Text shown:
Michael Teruel slips into view with a tiny Canon Sure Shot in his hands. He stops three young Moroccan skiers, waving flags, and asks if they'll pose for a picture with him. Athletes are role models, he tells a passerby, and should speak out more about the environment, the nuclear threat, the depletion of our energy sources. Last night, he goes on excitedly, he not only went to an ice- hockey game but even got two pretty Swiss girls to autograph his ticket! Teruel, a Philippine-American, seems like any other voluble, idealistic 22- year-old student with braces on his teeth and a hundred dreams at home. He is also the entire Philippine Olympics team in the 1992 Winter Games.
Teruel, of course, is as integral a part of the Olympics as his hero and the hero of the Albertville Games, Alberto Tomba. But no one asks the student from New York State what he ate for breakfast, and the difference between 71st and 72nd does not register on many TV screens. Teruel is, in his way, an embodiment of the little man's Games. The little man reads his results not in the newspapers but in other people's eyes, and he hears applause mostly when alone.
Like many of the people in the little man's Games, Teruel is as much a fan as a participant, enjoying a front-seat view of the lions of a sport he took up 20 years ago. One day, he says happily, he found himself at breakfast next to downhill champion Patrick Ortlieb. Downhill combined winner Josef Polig shared an elevator with him the day before the Italian won his gold. Teruel dreams of meeting Jean-Claude Killy or even just wearing clothes from the "Killy Sport" store in Val d'Isere.

Entries shown:
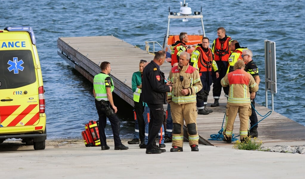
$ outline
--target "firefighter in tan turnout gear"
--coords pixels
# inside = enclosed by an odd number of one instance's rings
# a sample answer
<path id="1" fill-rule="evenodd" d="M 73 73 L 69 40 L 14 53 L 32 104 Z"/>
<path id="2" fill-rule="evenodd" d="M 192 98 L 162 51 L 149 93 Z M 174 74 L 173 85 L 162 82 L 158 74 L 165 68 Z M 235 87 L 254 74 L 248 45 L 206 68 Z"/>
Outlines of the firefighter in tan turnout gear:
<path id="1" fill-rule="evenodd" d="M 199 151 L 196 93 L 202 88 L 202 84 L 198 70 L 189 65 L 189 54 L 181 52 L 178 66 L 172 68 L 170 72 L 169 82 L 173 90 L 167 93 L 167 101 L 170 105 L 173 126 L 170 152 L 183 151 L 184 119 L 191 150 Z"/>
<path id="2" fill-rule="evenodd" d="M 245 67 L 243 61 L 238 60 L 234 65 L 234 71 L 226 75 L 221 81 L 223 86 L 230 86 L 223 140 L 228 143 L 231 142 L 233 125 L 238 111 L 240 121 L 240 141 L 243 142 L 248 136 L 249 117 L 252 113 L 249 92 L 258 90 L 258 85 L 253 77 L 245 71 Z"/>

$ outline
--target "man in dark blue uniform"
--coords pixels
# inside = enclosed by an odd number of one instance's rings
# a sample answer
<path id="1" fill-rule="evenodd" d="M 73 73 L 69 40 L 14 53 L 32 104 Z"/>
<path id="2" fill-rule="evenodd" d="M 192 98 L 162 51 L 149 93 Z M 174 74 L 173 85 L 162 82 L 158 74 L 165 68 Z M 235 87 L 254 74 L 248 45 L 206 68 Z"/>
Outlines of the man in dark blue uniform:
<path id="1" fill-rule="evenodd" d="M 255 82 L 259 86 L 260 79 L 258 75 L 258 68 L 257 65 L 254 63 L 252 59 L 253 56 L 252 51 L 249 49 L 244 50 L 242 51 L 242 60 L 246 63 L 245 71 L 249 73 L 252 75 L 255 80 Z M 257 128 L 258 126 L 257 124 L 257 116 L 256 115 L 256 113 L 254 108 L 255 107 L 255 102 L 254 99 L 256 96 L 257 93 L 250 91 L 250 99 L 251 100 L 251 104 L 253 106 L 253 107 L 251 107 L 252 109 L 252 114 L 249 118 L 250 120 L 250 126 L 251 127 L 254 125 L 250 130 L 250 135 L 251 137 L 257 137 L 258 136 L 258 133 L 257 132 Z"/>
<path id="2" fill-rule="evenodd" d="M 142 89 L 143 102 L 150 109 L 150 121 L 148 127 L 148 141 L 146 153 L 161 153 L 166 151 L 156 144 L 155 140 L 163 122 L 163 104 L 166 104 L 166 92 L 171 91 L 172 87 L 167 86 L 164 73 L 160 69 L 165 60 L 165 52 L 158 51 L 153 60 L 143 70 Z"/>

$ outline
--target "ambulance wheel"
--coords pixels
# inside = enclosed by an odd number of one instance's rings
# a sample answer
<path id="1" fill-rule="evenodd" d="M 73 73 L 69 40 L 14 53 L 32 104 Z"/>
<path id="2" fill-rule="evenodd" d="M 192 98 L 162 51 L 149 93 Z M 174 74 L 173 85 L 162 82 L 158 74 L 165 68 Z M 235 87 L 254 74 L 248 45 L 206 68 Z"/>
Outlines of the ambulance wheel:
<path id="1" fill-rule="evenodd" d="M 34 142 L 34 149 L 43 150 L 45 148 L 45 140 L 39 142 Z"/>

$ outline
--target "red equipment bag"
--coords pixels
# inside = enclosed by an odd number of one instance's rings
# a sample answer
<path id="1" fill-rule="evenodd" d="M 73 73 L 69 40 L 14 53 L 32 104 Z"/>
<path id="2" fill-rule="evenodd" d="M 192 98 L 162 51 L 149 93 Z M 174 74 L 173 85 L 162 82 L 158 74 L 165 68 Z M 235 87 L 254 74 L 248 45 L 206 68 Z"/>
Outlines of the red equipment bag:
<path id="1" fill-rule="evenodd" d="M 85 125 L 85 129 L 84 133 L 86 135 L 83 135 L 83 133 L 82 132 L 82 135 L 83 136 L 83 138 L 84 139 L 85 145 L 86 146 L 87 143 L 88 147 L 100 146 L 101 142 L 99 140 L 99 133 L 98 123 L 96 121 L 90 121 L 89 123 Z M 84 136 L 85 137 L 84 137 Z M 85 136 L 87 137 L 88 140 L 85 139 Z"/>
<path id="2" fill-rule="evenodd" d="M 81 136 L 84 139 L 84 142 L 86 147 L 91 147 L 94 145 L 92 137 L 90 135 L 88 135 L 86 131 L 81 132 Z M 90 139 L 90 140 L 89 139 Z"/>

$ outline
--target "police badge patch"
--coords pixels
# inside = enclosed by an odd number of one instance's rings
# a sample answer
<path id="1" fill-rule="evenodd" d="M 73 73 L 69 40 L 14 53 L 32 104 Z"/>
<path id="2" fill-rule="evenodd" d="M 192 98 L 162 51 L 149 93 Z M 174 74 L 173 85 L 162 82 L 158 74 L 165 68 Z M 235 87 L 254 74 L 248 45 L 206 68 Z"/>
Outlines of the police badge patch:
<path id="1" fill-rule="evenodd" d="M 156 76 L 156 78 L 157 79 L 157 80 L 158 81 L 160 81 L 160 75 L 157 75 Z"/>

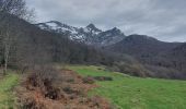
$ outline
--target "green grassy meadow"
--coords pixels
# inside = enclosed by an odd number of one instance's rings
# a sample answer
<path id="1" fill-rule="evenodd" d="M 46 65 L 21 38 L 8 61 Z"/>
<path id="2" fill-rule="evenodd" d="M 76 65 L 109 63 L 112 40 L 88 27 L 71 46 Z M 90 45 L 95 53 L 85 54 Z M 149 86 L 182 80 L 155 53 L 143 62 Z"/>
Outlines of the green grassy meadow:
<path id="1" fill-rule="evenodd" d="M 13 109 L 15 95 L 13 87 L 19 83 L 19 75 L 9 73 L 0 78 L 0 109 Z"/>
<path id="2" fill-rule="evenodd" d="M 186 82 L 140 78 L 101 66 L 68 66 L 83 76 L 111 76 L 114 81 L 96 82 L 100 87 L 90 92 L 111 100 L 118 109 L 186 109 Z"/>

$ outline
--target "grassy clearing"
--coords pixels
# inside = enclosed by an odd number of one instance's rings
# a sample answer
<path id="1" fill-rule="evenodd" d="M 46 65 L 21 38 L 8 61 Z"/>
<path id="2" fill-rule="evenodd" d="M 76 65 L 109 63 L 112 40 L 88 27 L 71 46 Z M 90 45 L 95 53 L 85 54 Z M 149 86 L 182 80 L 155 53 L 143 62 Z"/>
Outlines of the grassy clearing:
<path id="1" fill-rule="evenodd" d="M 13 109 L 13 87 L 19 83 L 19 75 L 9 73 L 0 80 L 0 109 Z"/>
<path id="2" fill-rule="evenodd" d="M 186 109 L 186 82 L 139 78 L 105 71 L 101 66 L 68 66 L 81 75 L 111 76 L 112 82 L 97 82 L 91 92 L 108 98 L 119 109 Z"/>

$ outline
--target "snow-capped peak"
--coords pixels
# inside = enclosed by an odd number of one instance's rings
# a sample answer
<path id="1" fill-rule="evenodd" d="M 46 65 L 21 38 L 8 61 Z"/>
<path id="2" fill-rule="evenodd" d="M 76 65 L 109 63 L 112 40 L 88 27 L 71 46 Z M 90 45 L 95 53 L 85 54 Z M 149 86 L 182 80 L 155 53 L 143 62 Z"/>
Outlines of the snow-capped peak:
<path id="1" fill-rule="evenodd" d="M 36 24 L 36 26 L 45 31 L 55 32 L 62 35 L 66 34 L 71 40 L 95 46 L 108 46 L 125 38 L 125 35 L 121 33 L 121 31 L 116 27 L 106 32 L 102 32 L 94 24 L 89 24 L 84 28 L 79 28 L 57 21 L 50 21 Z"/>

Exercise requirements:
1. Answer these questions from the text about Michael Teruel.
(a) What camera is Teruel holding when he first appears?
(b) Who is called the hero of the Albertville Games?
(c) Which winner shared an elevator with Teruel the day before winning gold?
2. Carry the text about Michael Teruel forward from its last sentence.
Nothing in the records is required here.

Expected responses:
1.
(a) A tiny Canon Sure Shot.
(b) Alberto Tomba.
(c) Josef Polig, the downhill combined winner.

2.
But his ultimate role model, both on and off the slopes, is Tomba. "He's so energizing," says the Philippine team. "Every time he races, I know he's going to win or fall. Romantic to the end!" At one point, Teruel pointed out to Tomba that they were wearing the same kind of gloves, and Tomba offered to trade. But the banter never got to barter, and Teruel did not obtain a relic from his hero. "I think he didn't know what to make of me," Teruel says cheerfully.
All the world knows what to make of Tomba, not least because Tomba has told us what he makes of Tomba. He came to "Alberto-ville," he expounded, on a training program even more attractive than Jane Fonda's (pasta and sleep and plenty of female company); he predicted success, and for a while he transcended his predictions. By the time he accelerated through the final five gates of his second run in the giant slalom to ease past archrival Marc Girardelli and became the first Olympian skier to defend a championship, Tomba had left his signature in capital letters on the Games. Afterward, unshaven, in a baseball cap, with balloons around his neck, making comments about his prowess that his interpreter decided not to translate, "La Bomba" all but ensured a transition from the small screen to the big.